◆ **Exercise tasks**
A. Answer these questions using the article on Asia Pacific bank mergers and acquisitions:
(i) Which 2011 acquisition in Japan does the article name as an example of a mega deal, and for what amount?
(ii) What did DBS Group drop as a result of a tougher regulatory environment?
(iii) By what percentage did the total value of completed bank M&A deals fall in 2013?
B. Repeat a passage from the article on Asia Pacific bank mergers and acquisitions word for word. Begin at the words "Asia Pacific has" and stop after "Bank Danamon Indonesia.".

◆ **Extract provided**
Asia Pacific bank M&A transactions totalled $13.9b in 2013

By Wendy Weng

Domestic deals dominated bank merger and acquisition activity in the region in 2013, while intra-regional and inter-regional deals also saw a significant increase.

Asia Pacific has seen a decline in merger and acquisition (M&A) activity in the banking sector over the past two years. Reasons for the drop include a dearth of mega deals, such as the acquisition of Sumitomo Trust & Banking by Chuo Mitsui Trust Holdings for $9.4 billion in Japan in 2011, and a tougher regulatory environment, which led to DBS Group dropping a bid for Bank Danamon Indonesia.

However, Asia Pacific is still more active than other regions in M&A activity. Along with stronger economic growth and an expanding demand for financial services in the region, prospects for Asia Pacific banks’ M&A activity remain robust.

Asia Pacific M&A activity remains higher than other regions

Figure 1. Total bank M&A value in Asia Pacific region (2011-2013)

In 2013, total value of completed bank M&A deals fell 9.2% to $13.86 billion (from $15.27 billion in 2012) – a second consecutive drop, following a 19% decrease in 2012 from $18.83 billion in 2011. The acquisition of BOS International (Australia) by Wesptac Banking Corporation, expected to be closed by end 2013, was finally completed on January 2nd, 2014.

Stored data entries
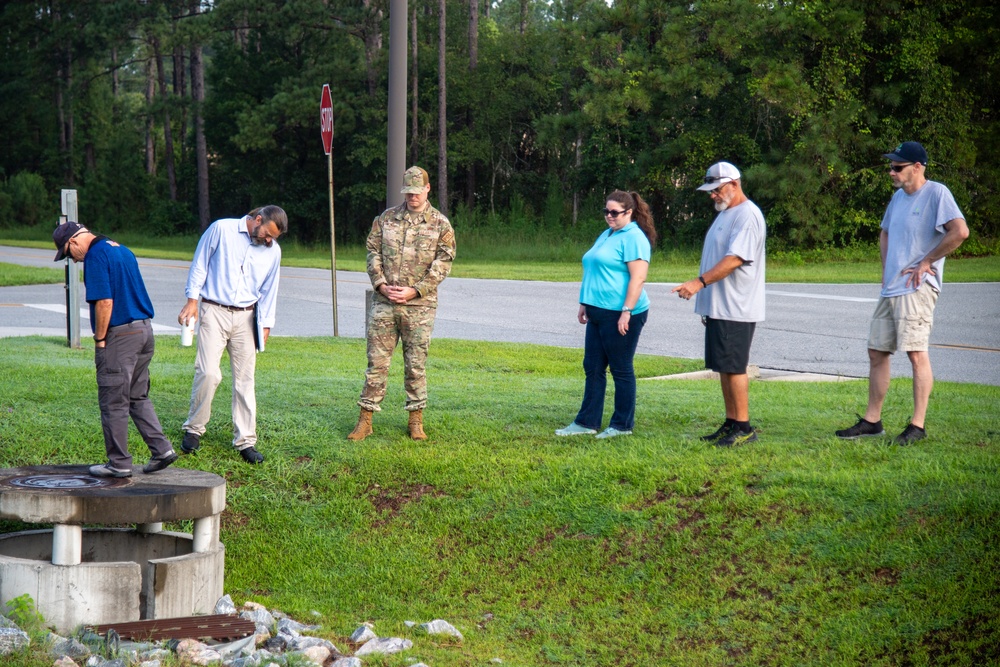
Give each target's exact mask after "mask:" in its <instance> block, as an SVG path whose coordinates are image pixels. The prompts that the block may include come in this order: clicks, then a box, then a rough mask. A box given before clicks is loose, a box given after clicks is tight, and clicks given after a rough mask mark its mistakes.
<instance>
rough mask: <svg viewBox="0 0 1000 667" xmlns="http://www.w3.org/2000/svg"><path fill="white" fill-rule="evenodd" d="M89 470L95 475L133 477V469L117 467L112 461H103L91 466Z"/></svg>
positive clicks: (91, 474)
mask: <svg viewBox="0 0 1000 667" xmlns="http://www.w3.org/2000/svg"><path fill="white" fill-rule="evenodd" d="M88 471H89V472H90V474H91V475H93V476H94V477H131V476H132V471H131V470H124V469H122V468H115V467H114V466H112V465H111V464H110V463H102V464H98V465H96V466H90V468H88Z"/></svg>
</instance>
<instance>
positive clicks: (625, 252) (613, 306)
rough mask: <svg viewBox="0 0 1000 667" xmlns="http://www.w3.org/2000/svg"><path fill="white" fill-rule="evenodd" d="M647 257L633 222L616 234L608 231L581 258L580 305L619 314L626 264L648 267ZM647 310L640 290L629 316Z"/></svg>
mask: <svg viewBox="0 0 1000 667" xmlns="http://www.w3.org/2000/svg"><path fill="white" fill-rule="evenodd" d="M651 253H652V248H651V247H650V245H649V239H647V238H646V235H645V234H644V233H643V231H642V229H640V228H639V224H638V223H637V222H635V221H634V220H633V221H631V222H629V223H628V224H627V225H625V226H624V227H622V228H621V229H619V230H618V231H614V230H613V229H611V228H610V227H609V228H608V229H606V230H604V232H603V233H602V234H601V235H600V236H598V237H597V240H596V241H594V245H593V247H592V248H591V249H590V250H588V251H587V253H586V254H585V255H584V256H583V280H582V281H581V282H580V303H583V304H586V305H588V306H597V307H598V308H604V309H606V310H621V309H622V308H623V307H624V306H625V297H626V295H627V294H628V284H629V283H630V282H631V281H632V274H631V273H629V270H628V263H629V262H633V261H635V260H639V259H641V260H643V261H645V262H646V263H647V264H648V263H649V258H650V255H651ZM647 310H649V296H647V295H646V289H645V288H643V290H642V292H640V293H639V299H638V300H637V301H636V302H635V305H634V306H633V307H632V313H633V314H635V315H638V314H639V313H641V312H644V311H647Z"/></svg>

◆ **Answers to the tasks**
A.
(i) The acquisition of Sumitomo Trust & Banking by Chuo Mitsui Trust Holdings, for $9.4 billion.
(ii) A bid for Bank Danamon Indonesia.
(iii) 9.2%.

B.
Asia Pacific has seen a decline in merger and acquisition (M&A) activity in the banking sector over the past two years. Reasons for the drop include a dearth of mega deals, such as the acquisition of Sumitomo Trust & Banking by Chuo Mitsui Trust Holdings for $9.4 billion in Japan in 2011, and a tougher regulatory environment, which led to DBS Group dropping a bid for Bank Danamon Indonesia.